§ **Excerpt to read**
►

Design and construction
- Architect: Bohlin Cywinski Jackson m+w zander
- Other designers: Research Facilities Design
- Main contractor: Whiting-Turner

= Marcus Nanotechnology Building =

Research building at Georgia Tech

The Marcus Nanotechnology Building (MNB) is a Georgia Institute of Technology facility. The building was constructed on the site of the Electronics Research Building, the former home of GTRI's Information and Communications Laboratory. It was opened on April 24, 2009, as the Marcus Nanotechnology Research Center, a name it held until October 2013.

==Research==
The Marcus Nanotechnology Building (MNB) is now the headquarters for the Institute for Matter and Systems (IMS), one of Georgia Tech's several new Interdisciplinary Research Institutes (IRI). In addition to being the headquarters for the IMS, the building houses the largest cleanroom laboratory dedicated to the fabrication, characterization, and assembly of biomedical and semiconductor devices in the Southeast United States.

These shared-user open laboratories are part of the National Science Foundation's National Nanotechnology Infrastructure Network (NNIN), a network of 14 such facilities at universities around the US. The laboratories are available to global academics, industry and government personnel on a fee recovery basis enabling students, scientists and engineers who perform research on nanotechnology to study the characteristics and behavior of atoms and molecules, and to use that knowledge to create new materials and tiny nano-scale tools and machines.

==Status==
The Information and Communications Laboratory was previously located on the site, and has been moved to GCATT. The Electronics Research Building, established in 1966, was demolished, and construction began in Fall 2006/Spring 2007.

The construction was funded by several donations, including $7 million from the State of Georgia, $15 million from the Marcus Foundation, and $36 million from an anonymous source.

◄

§ **Input data**
►

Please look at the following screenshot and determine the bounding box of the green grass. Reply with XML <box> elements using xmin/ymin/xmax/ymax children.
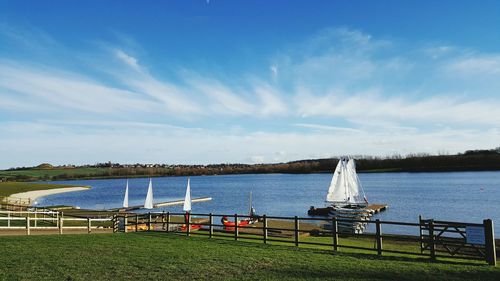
<box><xmin>0</xmin><ymin>182</ymin><xmax>87</xmax><ymax>196</ymax></box>
<box><xmin>0</xmin><ymin>233</ymin><xmax>500</xmax><ymax>280</ymax></box>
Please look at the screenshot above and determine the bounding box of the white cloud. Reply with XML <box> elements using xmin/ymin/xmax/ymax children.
<box><xmin>115</xmin><ymin>49</ymin><xmax>142</xmax><ymax>72</ymax></box>
<box><xmin>293</xmin><ymin>123</ymin><xmax>362</xmax><ymax>133</ymax></box>
<box><xmin>0</xmin><ymin>24</ymin><xmax>500</xmax><ymax>167</ymax></box>
<box><xmin>445</xmin><ymin>54</ymin><xmax>500</xmax><ymax>75</ymax></box>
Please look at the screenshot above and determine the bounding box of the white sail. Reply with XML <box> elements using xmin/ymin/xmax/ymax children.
<box><xmin>144</xmin><ymin>179</ymin><xmax>153</xmax><ymax>209</ymax></box>
<box><xmin>123</xmin><ymin>179</ymin><xmax>128</xmax><ymax>208</ymax></box>
<box><xmin>326</xmin><ymin>159</ymin><xmax>367</xmax><ymax>205</ymax></box>
<box><xmin>326</xmin><ymin>159</ymin><xmax>348</xmax><ymax>203</ymax></box>
<box><xmin>182</xmin><ymin>178</ymin><xmax>191</xmax><ymax>212</ymax></box>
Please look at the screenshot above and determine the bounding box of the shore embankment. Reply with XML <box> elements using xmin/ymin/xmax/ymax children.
<box><xmin>9</xmin><ymin>186</ymin><xmax>89</xmax><ymax>202</ymax></box>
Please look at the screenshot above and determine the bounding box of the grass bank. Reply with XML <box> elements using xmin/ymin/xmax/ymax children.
<box><xmin>0</xmin><ymin>182</ymin><xmax>85</xmax><ymax>196</ymax></box>
<box><xmin>0</xmin><ymin>233</ymin><xmax>500</xmax><ymax>280</ymax></box>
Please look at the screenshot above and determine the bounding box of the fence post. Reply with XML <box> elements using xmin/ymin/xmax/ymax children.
<box><xmin>112</xmin><ymin>215</ymin><xmax>118</xmax><ymax>233</ymax></box>
<box><xmin>262</xmin><ymin>215</ymin><xmax>267</xmax><ymax>244</ymax></box>
<box><xmin>294</xmin><ymin>216</ymin><xmax>299</xmax><ymax>247</ymax></box>
<box><xmin>332</xmin><ymin>217</ymin><xmax>339</xmax><ymax>251</ymax></box>
<box><xmin>483</xmin><ymin>219</ymin><xmax>497</xmax><ymax>266</ymax></box>
<box><xmin>418</xmin><ymin>215</ymin><xmax>424</xmax><ymax>254</ymax></box>
<box><xmin>26</xmin><ymin>214</ymin><xmax>30</xmax><ymax>235</ymax></box>
<box><xmin>135</xmin><ymin>214</ymin><xmax>139</xmax><ymax>232</ymax></box>
<box><xmin>123</xmin><ymin>214</ymin><xmax>128</xmax><ymax>233</ymax></box>
<box><xmin>161</xmin><ymin>211</ymin><xmax>165</xmax><ymax>230</ymax></box>
<box><xmin>148</xmin><ymin>212</ymin><xmax>151</xmax><ymax>231</ymax></box>
<box><xmin>234</xmin><ymin>214</ymin><xmax>238</xmax><ymax>241</ymax></box>
<box><xmin>429</xmin><ymin>220</ymin><xmax>436</xmax><ymax>260</ymax></box>
<box><xmin>375</xmin><ymin>219</ymin><xmax>382</xmax><ymax>256</ymax></box>
<box><xmin>208</xmin><ymin>213</ymin><xmax>214</xmax><ymax>238</ymax></box>
<box><xmin>59</xmin><ymin>212</ymin><xmax>64</xmax><ymax>234</ymax></box>
<box><xmin>167</xmin><ymin>212</ymin><xmax>170</xmax><ymax>232</ymax></box>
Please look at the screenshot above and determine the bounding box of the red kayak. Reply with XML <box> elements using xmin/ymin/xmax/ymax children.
<box><xmin>181</xmin><ymin>224</ymin><xmax>202</xmax><ymax>231</ymax></box>
<box><xmin>221</xmin><ymin>216</ymin><xmax>250</xmax><ymax>227</ymax></box>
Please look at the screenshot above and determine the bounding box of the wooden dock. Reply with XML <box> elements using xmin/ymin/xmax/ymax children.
<box><xmin>366</xmin><ymin>204</ymin><xmax>389</xmax><ymax>214</ymax></box>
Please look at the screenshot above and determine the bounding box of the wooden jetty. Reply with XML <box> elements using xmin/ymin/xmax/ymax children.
<box><xmin>366</xmin><ymin>204</ymin><xmax>389</xmax><ymax>214</ymax></box>
<box><xmin>111</xmin><ymin>197</ymin><xmax>212</xmax><ymax>212</ymax></box>
<box><xmin>307</xmin><ymin>204</ymin><xmax>389</xmax><ymax>217</ymax></box>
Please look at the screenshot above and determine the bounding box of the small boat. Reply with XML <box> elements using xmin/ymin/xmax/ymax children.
<box><xmin>221</xmin><ymin>216</ymin><xmax>253</xmax><ymax>227</ymax></box>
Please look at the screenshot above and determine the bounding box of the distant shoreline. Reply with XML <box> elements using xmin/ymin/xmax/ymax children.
<box><xmin>0</xmin><ymin>148</ymin><xmax>500</xmax><ymax>182</ymax></box>
<box><xmin>9</xmin><ymin>186</ymin><xmax>90</xmax><ymax>202</ymax></box>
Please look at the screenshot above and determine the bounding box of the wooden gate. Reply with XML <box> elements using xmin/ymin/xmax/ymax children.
<box><xmin>419</xmin><ymin>217</ymin><xmax>496</xmax><ymax>265</ymax></box>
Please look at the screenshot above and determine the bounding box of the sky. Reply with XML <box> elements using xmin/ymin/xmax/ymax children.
<box><xmin>0</xmin><ymin>0</ymin><xmax>500</xmax><ymax>169</ymax></box>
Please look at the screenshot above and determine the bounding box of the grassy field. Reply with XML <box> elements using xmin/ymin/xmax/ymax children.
<box><xmin>0</xmin><ymin>182</ymin><xmax>85</xmax><ymax>196</ymax></box>
<box><xmin>0</xmin><ymin>233</ymin><xmax>500</xmax><ymax>280</ymax></box>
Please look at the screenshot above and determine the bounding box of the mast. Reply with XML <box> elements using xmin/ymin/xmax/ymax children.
<box><xmin>182</xmin><ymin>178</ymin><xmax>191</xmax><ymax>212</ymax></box>
<box><xmin>144</xmin><ymin>179</ymin><xmax>153</xmax><ymax>209</ymax></box>
<box><xmin>248</xmin><ymin>191</ymin><xmax>253</xmax><ymax>215</ymax></box>
<box><xmin>123</xmin><ymin>179</ymin><xmax>128</xmax><ymax>208</ymax></box>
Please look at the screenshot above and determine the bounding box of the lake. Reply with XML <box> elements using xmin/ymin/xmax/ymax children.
<box><xmin>38</xmin><ymin>172</ymin><xmax>500</xmax><ymax>234</ymax></box>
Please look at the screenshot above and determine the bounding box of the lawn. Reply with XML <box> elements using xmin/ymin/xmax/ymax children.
<box><xmin>0</xmin><ymin>182</ymin><xmax>86</xmax><ymax>196</ymax></box>
<box><xmin>0</xmin><ymin>233</ymin><xmax>500</xmax><ymax>280</ymax></box>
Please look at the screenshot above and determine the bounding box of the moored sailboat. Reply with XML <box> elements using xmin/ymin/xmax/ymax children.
<box><xmin>308</xmin><ymin>157</ymin><xmax>372</xmax><ymax>233</ymax></box>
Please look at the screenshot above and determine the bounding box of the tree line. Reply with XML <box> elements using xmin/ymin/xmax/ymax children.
<box><xmin>0</xmin><ymin>147</ymin><xmax>500</xmax><ymax>181</ymax></box>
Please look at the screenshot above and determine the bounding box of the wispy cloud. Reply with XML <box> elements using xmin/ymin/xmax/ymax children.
<box><xmin>0</xmin><ymin>26</ymin><xmax>500</xmax><ymax>167</ymax></box>
<box><xmin>293</xmin><ymin>123</ymin><xmax>362</xmax><ymax>133</ymax></box>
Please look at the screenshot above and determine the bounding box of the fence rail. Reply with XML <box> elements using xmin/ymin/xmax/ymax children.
<box><xmin>0</xmin><ymin>207</ymin><xmax>496</xmax><ymax>266</ymax></box>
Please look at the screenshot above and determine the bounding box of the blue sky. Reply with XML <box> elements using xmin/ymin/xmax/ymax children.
<box><xmin>0</xmin><ymin>0</ymin><xmax>500</xmax><ymax>168</ymax></box>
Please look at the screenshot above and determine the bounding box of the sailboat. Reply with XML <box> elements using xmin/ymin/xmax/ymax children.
<box><xmin>326</xmin><ymin>158</ymin><xmax>368</xmax><ymax>209</ymax></box>
<box><xmin>181</xmin><ymin>178</ymin><xmax>201</xmax><ymax>231</ymax></box>
<box><xmin>123</xmin><ymin>179</ymin><xmax>128</xmax><ymax>208</ymax></box>
<box><xmin>308</xmin><ymin>157</ymin><xmax>372</xmax><ymax>233</ymax></box>
<box><xmin>144</xmin><ymin>179</ymin><xmax>153</xmax><ymax>209</ymax></box>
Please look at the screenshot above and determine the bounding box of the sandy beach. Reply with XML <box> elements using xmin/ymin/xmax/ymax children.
<box><xmin>9</xmin><ymin>187</ymin><xmax>89</xmax><ymax>202</ymax></box>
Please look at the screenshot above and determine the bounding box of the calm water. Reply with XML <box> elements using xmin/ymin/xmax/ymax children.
<box><xmin>38</xmin><ymin>172</ymin><xmax>500</xmax><ymax>236</ymax></box>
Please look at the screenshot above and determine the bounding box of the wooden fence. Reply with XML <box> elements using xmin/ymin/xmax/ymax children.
<box><xmin>113</xmin><ymin>212</ymin><xmax>496</xmax><ymax>266</ymax></box>
<box><xmin>0</xmin><ymin>207</ymin><xmax>496</xmax><ymax>266</ymax></box>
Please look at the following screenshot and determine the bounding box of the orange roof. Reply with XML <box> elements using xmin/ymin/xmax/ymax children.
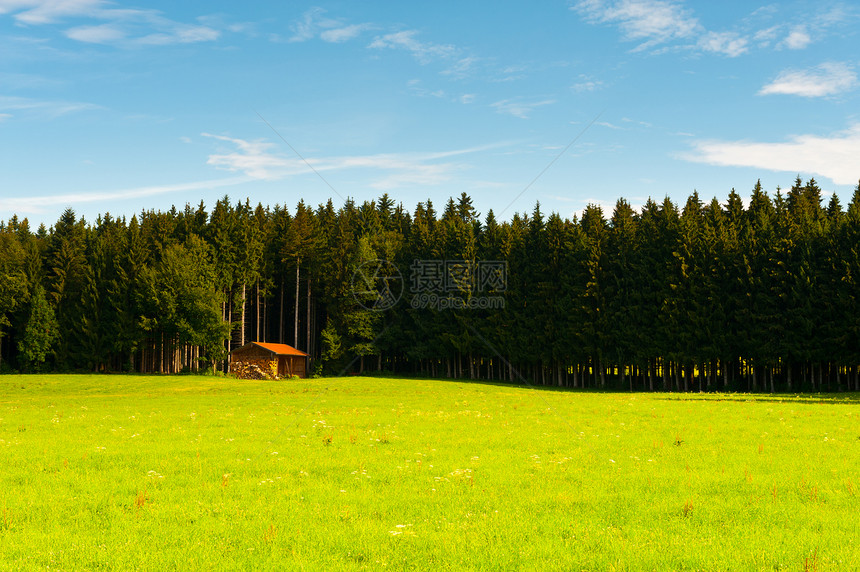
<box><xmin>230</xmin><ymin>342</ymin><xmax>308</xmax><ymax>356</ymax></box>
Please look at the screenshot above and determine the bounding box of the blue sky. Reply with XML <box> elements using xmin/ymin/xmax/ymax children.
<box><xmin>0</xmin><ymin>0</ymin><xmax>860</xmax><ymax>225</ymax></box>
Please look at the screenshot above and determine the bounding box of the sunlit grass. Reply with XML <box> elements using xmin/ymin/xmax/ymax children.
<box><xmin>0</xmin><ymin>375</ymin><xmax>860</xmax><ymax>570</ymax></box>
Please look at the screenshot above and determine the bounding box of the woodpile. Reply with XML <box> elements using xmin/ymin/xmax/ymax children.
<box><xmin>230</xmin><ymin>359</ymin><xmax>281</xmax><ymax>380</ymax></box>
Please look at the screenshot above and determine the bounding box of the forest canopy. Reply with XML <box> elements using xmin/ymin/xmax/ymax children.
<box><xmin>0</xmin><ymin>177</ymin><xmax>860</xmax><ymax>391</ymax></box>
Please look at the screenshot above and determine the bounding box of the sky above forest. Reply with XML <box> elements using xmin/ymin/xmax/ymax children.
<box><xmin>0</xmin><ymin>0</ymin><xmax>860</xmax><ymax>226</ymax></box>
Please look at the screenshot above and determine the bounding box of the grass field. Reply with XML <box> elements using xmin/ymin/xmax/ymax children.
<box><xmin>0</xmin><ymin>375</ymin><xmax>860</xmax><ymax>570</ymax></box>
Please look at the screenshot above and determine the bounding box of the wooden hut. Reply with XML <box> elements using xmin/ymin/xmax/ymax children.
<box><xmin>230</xmin><ymin>342</ymin><xmax>308</xmax><ymax>377</ymax></box>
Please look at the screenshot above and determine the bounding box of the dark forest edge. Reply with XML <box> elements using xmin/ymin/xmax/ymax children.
<box><xmin>0</xmin><ymin>177</ymin><xmax>860</xmax><ymax>393</ymax></box>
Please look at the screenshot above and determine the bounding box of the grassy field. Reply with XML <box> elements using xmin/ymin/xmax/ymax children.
<box><xmin>0</xmin><ymin>375</ymin><xmax>860</xmax><ymax>570</ymax></box>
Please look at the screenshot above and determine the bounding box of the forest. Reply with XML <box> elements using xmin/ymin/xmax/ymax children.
<box><xmin>0</xmin><ymin>177</ymin><xmax>860</xmax><ymax>392</ymax></box>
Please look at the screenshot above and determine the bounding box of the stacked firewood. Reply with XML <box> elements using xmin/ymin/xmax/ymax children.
<box><xmin>230</xmin><ymin>360</ymin><xmax>280</xmax><ymax>379</ymax></box>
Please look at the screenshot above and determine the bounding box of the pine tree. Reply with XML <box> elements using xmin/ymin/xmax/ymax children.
<box><xmin>18</xmin><ymin>286</ymin><xmax>59</xmax><ymax>372</ymax></box>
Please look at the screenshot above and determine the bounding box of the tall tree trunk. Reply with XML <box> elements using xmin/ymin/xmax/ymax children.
<box><xmin>278</xmin><ymin>279</ymin><xmax>286</xmax><ymax>344</ymax></box>
<box><xmin>305</xmin><ymin>273</ymin><xmax>311</xmax><ymax>354</ymax></box>
<box><xmin>293</xmin><ymin>258</ymin><xmax>300</xmax><ymax>348</ymax></box>
<box><xmin>239</xmin><ymin>282</ymin><xmax>246</xmax><ymax>348</ymax></box>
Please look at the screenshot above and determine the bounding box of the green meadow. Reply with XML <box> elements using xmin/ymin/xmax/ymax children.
<box><xmin>0</xmin><ymin>375</ymin><xmax>860</xmax><ymax>571</ymax></box>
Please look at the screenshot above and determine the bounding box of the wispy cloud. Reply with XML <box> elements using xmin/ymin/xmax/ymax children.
<box><xmin>570</xmin><ymin>74</ymin><xmax>603</xmax><ymax>93</ymax></box>
<box><xmin>0</xmin><ymin>0</ymin><xmax>220</xmax><ymax>47</ymax></box>
<box><xmin>758</xmin><ymin>62</ymin><xmax>857</xmax><ymax>97</ymax></box>
<box><xmin>681</xmin><ymin>124</ymin><xmax>860</xmax><ymax>185</ymax></box>
<box><xmin>368</xmin><ymin>30</ymin><xmax>459</xmax><ymax>64</ymax></box>
<box><xmin>289</xmin><ymin>8</ymin><xmax>375</xmax><ymax>44</ymax></box>
<box><xmin>573</xmin><ymin>0</ymin><xmax>700</xmax><ymax>50</ymax></box>
<box><xmin>572</xmin><ymin>0</ymin><xmax>778</xmax><ymax>58</ymax></box>
<box><xmin>781</xmin><ymin>26</ymin><xmax>812</xmax><ymax>50</ymax></box>
<box><xmin>201</xmin><ymin>133</ymin><xmax>506</xmax><ymax>189</ymax></box>
<box><xmin>0</xmin><ymin>0</ymin><xmax>106</xmax><ymax>25</ymax></box>
<box><xmin>491</xmin><ymin>99</ymin><xmax>555</xmax><ymax>119</ymax></box>
<box><xmin>0</xmin><ymin>177</ymin><xmax>253</xmax><ymax>214</ymax></box>
<box><xmin>66</xmin><ymin>9</ymin><xmax>221</xmax><ymax>47</ymax></box>
<box><xmin>0</xmin><ymin>96</ymin><xmax>101</xmax><ymax>119</ymax></box>
<box><xmin>698</xmin><ymin>32</ymin><xmax>749</xmax><ymax>58</ymax></box>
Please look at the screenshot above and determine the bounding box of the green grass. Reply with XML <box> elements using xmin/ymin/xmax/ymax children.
<box><xmin>0</xmin><ymin>375</ymin><xmax>860</xmax><ymax>571</ymax></box>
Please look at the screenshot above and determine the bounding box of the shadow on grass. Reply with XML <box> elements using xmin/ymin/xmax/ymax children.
<box><xmin>342</xmin><ymin>372</ymin><xmax>860</xmax><ymax>404</ymax></box>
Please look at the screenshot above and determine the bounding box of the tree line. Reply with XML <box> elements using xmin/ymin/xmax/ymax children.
<box><xmin>0</xmin><ymin>177</ymin><xmax>860</xmax><ymax>392</ymax></box>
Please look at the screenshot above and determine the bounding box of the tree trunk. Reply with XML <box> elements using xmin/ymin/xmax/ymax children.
<box><xmin>293</xmin><ymin>258</ymin><xmax>300</xmax><ymax>346</ymax></box>
<box><xmin>239</xmin><ymin>282</ymin><xmax>246</xmax><ymax>348</ymax></box>
<box><xmin>305</xmin><ymin>277</ymin><xmax>311</xmax><ymax>354</ymax></box>
<box><xmin>278</xmin><ymin>279</ymin><xmax>286</xmax><ymax>344</ymax></box>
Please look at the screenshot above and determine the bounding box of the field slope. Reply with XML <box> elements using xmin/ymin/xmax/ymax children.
<box><xmin>0</xmin><ymin>375</ymin><xmax>860</xmax><ymax>570</ymax></box>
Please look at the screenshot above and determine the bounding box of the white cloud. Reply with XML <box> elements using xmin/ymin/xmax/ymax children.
<box><xmin>0</xmin><ymin>96</ymin><xmax>101</xmax><ymax>119</ymax></box>
<box><xmin>0</xmin><ymin>177</ymin><xmax>253</xmax><ymax>214</ymax></box>
<box><xmin>202</xmin><ymin>133</ymin><xmax>505</xmax><ymax>189</ymax></box>
<box><xmin>0</xmin><ymin>0</ymin><xmax>220</xmax><ymax>46</ymax></box>
<box><xmin>66</xmin><ymin>24</ymin><xmax>125</xmax><ymax>44</ymax></box>
<box><xmin>573</xmin><ymin>0</ymin><xmax>701</xmax><ymax>50</ymax></box>
<box><xmin>320</xmin><ymin>24</ymin><xmax>370</xmax><ymax>44</ymax></box>
<box><xmin>0</xmin><ymin>0</ymin><xmax>105</xmax><ymax>25</ymax></box>
<box><xmin>570</xmin><ymin>74</ymin><xmax>603</xmax><ymax>93</ymax></box>
<box><xmin>758</xmin><ymin>62</ymin><xmax>857</xmax><ymax>97</ymax></box>
<box><xmin>289</xmin><ymin>8</ymin><xmax>373</xmax><ymax>44</ymax></box>
<box><xmin>698</xmin><ymin>32</ymin><xmax>748</xmax><ymax>58</ymax></box>
<box><xmin>682</xmin><ymin>124</ymin><xmax>860</xmax><ymax>185</ymax></box>
<box><xmin>368</xmin><ymin>30</ymin><xmax>457</xmax><ymax>64</ymax></box>
<box><xmin>442</xmin><ymin>56</ymin><xmax>478</xmax><ymax>79</ymax></box>
<box><xmin>491</xmin><ymin>99</ymin><xmax>555</xmax><ymax>119</ymax></box>
<box><xmin>781</xmin><ymin>26</ymin><xmax>812</xmax><ymax>50</ymax></box>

◄

§ **Exercise directions**
Could you write out, word for word, the stretch of the Marcus Nanotechnology Building text from "These shared-user open" through "Fall 2006/Spring 2007."?

§ **Response below**
These shared-user open laboratories are part of the National Science Foundation's National Nanotechnology Infrastructure Network (NNIN), a network of 14 such facilities at universities around the US. The laboratories are available to global academics, industry and government personnel on a fee recovery basis enabling students, scientists and engineers who perform research on nanotechnology to study the characteristics and behavior of atoms and molecules, and to use that knowledge to create new materials and tiny nano-scale tools and machines.

==Status==
The Information and Communications Laboratory was previously located on the site, and has been moved to GCATT. The Electronics Research Building, established in 1966, was demolished, and construction began in Fall 2006/Spring 2007.